#### [Passage to read]
LAM/MPI logo

LAM/MPI General User's Mailing List Archives

  |   Home   |   Download   |   Documentation   |   FAQ   |   all just in this list

From: Jeff Squyres (jsquyres_at_[hidden])
Date: 2004-09-03 04:46:29


On Sep 2, 2004, at 8:00 PM, William Boatin wrote:

> before i ask my real question, can some one please tell me how to
> reply to any responses to this thread, without creating a new thread?
> in the past i have had to reply to responses to my question by
> starting a new thread insstead of continuing the old one.

By "new thread," do you mean a new thread on the mailing list archives?
  If so, it's probably a function of your mailer. Most mail clients
automatically put in the Right Headers when you "Reply" to thread
messages properly and our web archiver script (MHonArc) ususally
handles this properly.
<more-detail-than-most-people-probably-want>

I haven't looked at your messages closely, but I'm guessing that your
mail client isn't doing this, and therefore MHonArc is probably
treating your messages as new threads.

Collected data entries:

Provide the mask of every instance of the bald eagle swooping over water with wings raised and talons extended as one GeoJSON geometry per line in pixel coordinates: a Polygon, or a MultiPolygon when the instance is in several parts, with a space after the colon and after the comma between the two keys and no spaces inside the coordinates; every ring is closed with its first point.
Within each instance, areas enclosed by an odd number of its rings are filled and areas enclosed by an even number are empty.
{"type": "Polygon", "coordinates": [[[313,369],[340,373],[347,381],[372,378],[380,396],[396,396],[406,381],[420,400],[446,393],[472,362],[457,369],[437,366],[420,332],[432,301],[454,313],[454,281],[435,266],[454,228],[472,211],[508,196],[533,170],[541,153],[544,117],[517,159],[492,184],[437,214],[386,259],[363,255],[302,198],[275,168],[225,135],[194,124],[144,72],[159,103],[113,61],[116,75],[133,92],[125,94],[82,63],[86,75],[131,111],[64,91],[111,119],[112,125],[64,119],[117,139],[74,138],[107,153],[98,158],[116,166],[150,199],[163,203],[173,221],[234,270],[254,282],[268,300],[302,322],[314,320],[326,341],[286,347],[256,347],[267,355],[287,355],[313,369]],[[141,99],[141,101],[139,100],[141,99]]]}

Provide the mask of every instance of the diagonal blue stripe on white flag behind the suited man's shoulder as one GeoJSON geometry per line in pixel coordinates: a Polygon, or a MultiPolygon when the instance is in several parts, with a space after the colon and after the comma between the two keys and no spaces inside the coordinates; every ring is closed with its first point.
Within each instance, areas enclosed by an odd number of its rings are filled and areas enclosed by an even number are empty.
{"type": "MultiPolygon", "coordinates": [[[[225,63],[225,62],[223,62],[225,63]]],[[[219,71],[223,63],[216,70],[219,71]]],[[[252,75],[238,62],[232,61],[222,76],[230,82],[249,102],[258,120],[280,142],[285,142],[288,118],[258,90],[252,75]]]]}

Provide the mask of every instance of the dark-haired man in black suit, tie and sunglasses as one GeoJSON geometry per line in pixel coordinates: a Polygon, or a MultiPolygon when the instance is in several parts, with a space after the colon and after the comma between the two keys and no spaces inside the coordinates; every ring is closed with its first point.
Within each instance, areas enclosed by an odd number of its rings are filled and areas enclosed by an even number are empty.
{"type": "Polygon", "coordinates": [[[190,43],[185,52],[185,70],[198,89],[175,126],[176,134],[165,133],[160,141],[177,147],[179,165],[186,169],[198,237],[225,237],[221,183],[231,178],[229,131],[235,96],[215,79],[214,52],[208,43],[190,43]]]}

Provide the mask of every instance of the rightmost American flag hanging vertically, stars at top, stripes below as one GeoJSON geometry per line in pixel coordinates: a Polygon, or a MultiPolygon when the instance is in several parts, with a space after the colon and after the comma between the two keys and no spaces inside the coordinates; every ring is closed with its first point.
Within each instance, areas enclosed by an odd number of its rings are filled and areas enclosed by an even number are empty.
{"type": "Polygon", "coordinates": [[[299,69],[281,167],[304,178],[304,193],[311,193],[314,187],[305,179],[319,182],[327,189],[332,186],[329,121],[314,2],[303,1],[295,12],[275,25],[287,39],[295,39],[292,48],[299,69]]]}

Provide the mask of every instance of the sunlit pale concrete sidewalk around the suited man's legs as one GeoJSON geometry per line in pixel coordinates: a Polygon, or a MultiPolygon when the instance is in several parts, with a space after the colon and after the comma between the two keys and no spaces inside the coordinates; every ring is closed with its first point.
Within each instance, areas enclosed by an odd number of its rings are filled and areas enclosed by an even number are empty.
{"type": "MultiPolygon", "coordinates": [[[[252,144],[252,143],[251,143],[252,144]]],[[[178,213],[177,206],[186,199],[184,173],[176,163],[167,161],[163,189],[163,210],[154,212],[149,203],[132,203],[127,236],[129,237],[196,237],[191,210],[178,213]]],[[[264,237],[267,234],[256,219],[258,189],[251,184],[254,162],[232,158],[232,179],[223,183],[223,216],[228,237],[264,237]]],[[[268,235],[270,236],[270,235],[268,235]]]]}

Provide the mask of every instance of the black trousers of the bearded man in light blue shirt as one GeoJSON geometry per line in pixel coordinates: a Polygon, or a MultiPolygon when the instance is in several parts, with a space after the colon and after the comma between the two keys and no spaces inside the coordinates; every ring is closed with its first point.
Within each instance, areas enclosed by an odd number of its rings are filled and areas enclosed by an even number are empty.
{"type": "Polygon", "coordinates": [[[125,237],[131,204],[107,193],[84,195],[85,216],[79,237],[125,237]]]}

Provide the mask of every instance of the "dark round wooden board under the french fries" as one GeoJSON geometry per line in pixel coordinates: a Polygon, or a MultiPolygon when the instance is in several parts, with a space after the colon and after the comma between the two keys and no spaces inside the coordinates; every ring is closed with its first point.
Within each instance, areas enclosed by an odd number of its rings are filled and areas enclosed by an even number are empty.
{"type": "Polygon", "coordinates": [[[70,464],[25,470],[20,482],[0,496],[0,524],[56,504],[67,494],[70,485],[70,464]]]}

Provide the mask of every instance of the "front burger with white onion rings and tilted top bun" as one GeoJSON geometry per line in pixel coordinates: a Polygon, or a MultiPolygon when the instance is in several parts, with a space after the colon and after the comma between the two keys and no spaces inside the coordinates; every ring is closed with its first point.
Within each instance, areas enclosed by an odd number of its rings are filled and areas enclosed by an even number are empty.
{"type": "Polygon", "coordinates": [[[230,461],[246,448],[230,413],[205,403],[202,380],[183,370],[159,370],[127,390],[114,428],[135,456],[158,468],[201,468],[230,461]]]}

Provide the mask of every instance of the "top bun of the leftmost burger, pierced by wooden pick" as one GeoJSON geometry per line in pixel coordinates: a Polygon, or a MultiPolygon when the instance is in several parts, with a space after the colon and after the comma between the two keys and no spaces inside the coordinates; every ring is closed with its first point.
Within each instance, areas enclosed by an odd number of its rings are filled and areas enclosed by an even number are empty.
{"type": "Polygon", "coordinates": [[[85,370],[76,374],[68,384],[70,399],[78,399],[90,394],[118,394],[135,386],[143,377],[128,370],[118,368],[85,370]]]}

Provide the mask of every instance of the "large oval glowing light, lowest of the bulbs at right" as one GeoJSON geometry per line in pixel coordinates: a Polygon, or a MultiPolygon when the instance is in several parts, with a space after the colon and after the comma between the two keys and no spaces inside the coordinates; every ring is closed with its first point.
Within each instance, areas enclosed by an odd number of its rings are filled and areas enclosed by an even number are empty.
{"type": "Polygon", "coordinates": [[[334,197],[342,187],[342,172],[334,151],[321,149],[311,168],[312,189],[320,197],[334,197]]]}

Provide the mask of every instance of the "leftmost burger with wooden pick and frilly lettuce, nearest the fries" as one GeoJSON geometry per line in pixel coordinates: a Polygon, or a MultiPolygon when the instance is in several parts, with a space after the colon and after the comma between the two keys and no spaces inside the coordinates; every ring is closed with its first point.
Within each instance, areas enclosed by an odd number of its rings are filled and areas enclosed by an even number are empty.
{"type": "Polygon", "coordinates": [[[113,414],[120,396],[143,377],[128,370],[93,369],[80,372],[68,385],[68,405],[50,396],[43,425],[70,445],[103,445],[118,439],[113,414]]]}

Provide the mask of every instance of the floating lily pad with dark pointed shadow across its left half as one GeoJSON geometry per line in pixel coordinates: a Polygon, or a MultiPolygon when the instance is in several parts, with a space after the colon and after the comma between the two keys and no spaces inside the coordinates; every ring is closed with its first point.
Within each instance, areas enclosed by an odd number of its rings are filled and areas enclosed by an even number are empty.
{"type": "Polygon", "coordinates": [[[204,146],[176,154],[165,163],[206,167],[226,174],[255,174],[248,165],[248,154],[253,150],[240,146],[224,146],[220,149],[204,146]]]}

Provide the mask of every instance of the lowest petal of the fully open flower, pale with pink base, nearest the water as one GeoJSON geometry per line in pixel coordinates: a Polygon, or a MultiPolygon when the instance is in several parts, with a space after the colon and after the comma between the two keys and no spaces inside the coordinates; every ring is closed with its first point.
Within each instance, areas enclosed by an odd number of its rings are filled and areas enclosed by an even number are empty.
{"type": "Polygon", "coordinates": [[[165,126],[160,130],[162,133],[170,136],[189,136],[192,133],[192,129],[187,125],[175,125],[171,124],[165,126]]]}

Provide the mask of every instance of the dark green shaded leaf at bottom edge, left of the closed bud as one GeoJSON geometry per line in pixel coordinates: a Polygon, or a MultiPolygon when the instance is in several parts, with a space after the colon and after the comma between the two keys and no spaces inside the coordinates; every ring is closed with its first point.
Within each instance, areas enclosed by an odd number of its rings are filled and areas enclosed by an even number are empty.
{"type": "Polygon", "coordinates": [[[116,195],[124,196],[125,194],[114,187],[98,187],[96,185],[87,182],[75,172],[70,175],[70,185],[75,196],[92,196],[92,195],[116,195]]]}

#### [Activities]
**a.** Condense the paragraph of the mailing list post beginning "By 'new thread,' do you mean" into a short list that keeps its main facts.
**b.** Edit the mailing list post starting at "LAM/MPI General User's" and ending at "a new thread?", replacing "thread" with "discussion".
The records are not required for this work.

#### [Your responses]
**a.**
- It asks whether "new thread" means a new thread on the mailing list archives.
- If so, the cause is probably the writer's mailer.
- Most mail clients automatically add the right headers when replying properly to thread messages.
- The web archiver script, MHonArc, usually handles this properly.

**b.**
LAM/MPI General User's Mailing List Archives

  |   Home   |   Download   |   Documentation   |   FAQ   |   all just in this list

From: Jeff Squyres (jsquyres_at_[hidden])
Date: 2004-09-03 04:46:29


On Sep 2, 2004, at 8:00 PM, William Boatin wrote:

> before i ask my real question, can some one please tell me how to
> reply to any responses to this discussion, without creating a new discussion?